══ Текст

Перед 9 января 1917 г., в ожидании демонстраций в связи с годовщиной «кровавого воскресенья», Хабалов созвал в штабе округа совещание для выяснения благонадежности войск. Начальник петроградской охранки К.И. Глобачев заявил, что для подавления возможных рабочих беспорядков потребуются особо надежные войска. В ответ начальник запасных частей Петрограда заверил, что за подчиненных он ручается, а бунтовщикам готов противопоставить «все самые отборные, лучшие части — учебные команды»{2270}. Такое заявление было откровенно вздорным.

9 января 1917 г. в Петрограде, по данным властей, бастовало почти 145 тыс. рабочих на 114 промышленных предприятиях. В Москве стачки охватили более 36 тыс. на 76 предприятиях. При этом в Москве бастовали из-за недостатка хлеба и продолжали протестовать против отсрочки созыва Думы. После ареста в конце января 11 членов рабочих групп центрального и петроградского ВПК также последовали политические стачки. Вслед за тем с 17 по 30 января в Баку забастовали 12,5 рабочих, 47 предприятий, требовавших освобождения своих товарищей. Часто арестованных приходилось освобождать. В начале февраля бастовали в Макеевке (Донбасс), в Нижегородской губернии. Правда, при этом лозунги «Хлеба!» преобладали над требованиями «Долой войну!» и «Долой правительство!»{2271}

Незадолго до начала февральских беспорядков, в столицу прибыли с фронта два донских казачьих полка. Но казаки, не желая оказаться в роли карателей по образцу 1905–1906 гг., отказались усмирять «бунтовщиков». В состоянии «полного разложения» находился и царскосельский гарнизон. Сообщали, что одни части ушли в столицу, а «оставшиеся вышли из повиновения, громят винные погреба, пьянствуют и спаивают все прибывшие свежие части»{2272}.

════
══ Записи набора

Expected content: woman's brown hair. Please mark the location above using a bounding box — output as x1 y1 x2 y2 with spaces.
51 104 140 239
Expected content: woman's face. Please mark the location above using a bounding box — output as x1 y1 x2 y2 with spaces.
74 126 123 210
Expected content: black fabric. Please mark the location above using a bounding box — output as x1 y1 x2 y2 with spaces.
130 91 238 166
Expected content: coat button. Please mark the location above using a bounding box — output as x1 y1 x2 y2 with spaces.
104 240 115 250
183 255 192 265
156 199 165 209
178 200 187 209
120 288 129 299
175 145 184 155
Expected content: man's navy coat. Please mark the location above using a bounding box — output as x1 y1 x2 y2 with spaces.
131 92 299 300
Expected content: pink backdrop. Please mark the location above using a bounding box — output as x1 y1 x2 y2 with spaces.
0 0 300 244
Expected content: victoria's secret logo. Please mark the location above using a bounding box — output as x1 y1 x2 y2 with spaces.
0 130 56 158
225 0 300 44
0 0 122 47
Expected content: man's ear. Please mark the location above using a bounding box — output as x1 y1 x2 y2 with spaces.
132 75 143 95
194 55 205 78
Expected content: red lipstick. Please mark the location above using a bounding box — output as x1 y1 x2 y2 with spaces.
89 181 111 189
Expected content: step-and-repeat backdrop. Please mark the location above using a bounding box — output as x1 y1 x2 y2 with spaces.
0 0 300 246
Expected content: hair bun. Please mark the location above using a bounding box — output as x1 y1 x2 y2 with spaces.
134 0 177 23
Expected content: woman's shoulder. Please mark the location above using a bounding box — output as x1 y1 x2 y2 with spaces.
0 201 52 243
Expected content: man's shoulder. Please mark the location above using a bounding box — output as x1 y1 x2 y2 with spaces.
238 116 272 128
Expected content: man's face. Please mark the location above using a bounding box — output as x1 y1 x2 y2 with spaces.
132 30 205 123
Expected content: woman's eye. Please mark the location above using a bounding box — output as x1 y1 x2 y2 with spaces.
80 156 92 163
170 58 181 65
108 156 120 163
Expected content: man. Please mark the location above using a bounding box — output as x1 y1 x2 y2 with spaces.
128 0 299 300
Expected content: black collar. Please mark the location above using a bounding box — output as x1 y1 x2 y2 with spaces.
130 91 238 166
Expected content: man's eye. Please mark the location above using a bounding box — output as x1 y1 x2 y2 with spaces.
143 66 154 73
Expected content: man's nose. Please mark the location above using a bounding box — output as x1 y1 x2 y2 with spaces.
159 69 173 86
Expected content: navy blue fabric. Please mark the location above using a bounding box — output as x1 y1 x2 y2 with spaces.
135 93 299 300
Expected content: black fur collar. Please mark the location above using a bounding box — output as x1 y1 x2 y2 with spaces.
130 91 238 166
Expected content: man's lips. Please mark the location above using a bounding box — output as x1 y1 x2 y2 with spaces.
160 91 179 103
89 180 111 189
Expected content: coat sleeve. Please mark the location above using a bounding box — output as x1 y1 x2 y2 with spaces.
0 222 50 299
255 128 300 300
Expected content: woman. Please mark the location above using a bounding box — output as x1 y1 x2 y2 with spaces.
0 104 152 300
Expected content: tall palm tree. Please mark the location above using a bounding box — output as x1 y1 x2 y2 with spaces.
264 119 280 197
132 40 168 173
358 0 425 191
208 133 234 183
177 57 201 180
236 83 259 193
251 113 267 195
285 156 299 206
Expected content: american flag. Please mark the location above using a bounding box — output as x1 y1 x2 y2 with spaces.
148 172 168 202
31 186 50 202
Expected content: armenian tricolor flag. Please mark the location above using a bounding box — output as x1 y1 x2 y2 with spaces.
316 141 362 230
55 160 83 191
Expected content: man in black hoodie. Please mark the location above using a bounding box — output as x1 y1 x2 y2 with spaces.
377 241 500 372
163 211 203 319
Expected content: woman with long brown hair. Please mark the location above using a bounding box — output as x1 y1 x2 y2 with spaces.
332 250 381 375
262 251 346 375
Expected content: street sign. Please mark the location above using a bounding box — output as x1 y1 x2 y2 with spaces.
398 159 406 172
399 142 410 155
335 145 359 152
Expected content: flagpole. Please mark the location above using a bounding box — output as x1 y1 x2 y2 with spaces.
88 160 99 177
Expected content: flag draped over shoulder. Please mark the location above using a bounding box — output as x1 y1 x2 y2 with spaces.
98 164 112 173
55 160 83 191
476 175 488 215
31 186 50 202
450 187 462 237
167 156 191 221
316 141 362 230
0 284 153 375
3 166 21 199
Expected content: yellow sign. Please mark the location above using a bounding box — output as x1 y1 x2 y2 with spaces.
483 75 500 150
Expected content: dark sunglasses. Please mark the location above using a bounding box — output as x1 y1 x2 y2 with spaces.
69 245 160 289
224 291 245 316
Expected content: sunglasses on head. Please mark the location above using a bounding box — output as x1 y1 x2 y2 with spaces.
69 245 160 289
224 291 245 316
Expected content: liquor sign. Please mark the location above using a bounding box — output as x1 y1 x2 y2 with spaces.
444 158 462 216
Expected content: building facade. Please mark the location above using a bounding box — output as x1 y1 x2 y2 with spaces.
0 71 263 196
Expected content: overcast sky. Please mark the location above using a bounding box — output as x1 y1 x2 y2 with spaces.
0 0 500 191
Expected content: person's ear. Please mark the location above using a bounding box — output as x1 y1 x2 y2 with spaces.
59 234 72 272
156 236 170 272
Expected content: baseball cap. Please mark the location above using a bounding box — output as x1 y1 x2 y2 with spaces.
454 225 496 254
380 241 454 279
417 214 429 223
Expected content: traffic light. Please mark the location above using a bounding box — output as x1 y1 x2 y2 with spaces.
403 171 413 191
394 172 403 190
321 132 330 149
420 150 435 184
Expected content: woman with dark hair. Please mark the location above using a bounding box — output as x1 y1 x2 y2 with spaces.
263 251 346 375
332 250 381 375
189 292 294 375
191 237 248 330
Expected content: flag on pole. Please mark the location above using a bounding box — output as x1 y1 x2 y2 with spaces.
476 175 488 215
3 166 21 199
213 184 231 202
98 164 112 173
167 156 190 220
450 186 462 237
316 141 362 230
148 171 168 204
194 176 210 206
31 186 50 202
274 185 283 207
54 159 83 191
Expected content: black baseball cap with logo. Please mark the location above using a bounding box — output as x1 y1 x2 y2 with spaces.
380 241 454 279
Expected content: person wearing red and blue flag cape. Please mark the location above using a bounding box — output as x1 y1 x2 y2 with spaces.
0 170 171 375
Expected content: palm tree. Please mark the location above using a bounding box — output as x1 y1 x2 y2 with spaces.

════

▶ Что сделать:
**a)** Сколько рабочих бастовало в Москве 9 января 1917 г., согласно тексту о событиях начала 1917 года?
**b)** Где, по тексту о событиях начала 1917 года, проходили забастовки? Перечислите все упомянутые места.
**c)** Продолжите текст о событиях начала 1917 года с того места, где он заканчивается.

▶ Ответы ниже:
**a)** Более 36 тыс. рабочих на 76 предприятиях.

**b)** Петроград, Москва, Баку, Макеевка (Донбасс), Нижегородская губерния.

**c)**
Народ разуверился во власти. «Патриотизм придавлен и заглушён борьбой за существование», «вся страна за близкий мир», «скорое заключение мира и дороговизна жизни — вот две темы, которые главным образом волнуют все население страны», — говорилось в сводках цензуры в январе 1917. В феврале количество бодрых писем из тыла упало до 5%{2273}. К этому времени у военного следователя по Финляндии Р.Р. Раупаха было в производстве 6 дел, «квалифицированных как явное восстание»{2274}.

Казалось, все свидетельствовало о приближении развязки. Однако верховная власть упорно не замечала грозящей опасности.

Февральская революция не случайно началась с волнений женщин, увлекших за собой мужчин. 23 февраля рабочие отмечали международный женский день, причем накануне большевики призвали их отказаться от «несвоевременных» выступлений. Тем не менее текстильщицы Невской ниточной мануфактуры объявили забастовку и с криками «Хлеба!» двинулись снимать с работы рабочих соседних заводов. Движение разрасталось; к вечеру число бастующих достигло 60 тыс.; произошли отдельные стычки демонстрантов с полицией{2275}.

Текстильные фабрики тесно соседствовали с металлообрабатывающими заводами. Даже те рабочие мужчины, которые не собирался бастовать, вынуждены был выйти на улицу. К концу дня 23 февраля бастовало 43 предприятия с 78,4 тыс. чел. Бастующие старались при этом остановить движения трамваев и «учинить бесчинства». Тем временем в казармах появились агитаторы вероятно, те же полустихийные революционеры, что и перед 9 января (тогда эсеры намеревались объединиться с социал-демократами){2276}.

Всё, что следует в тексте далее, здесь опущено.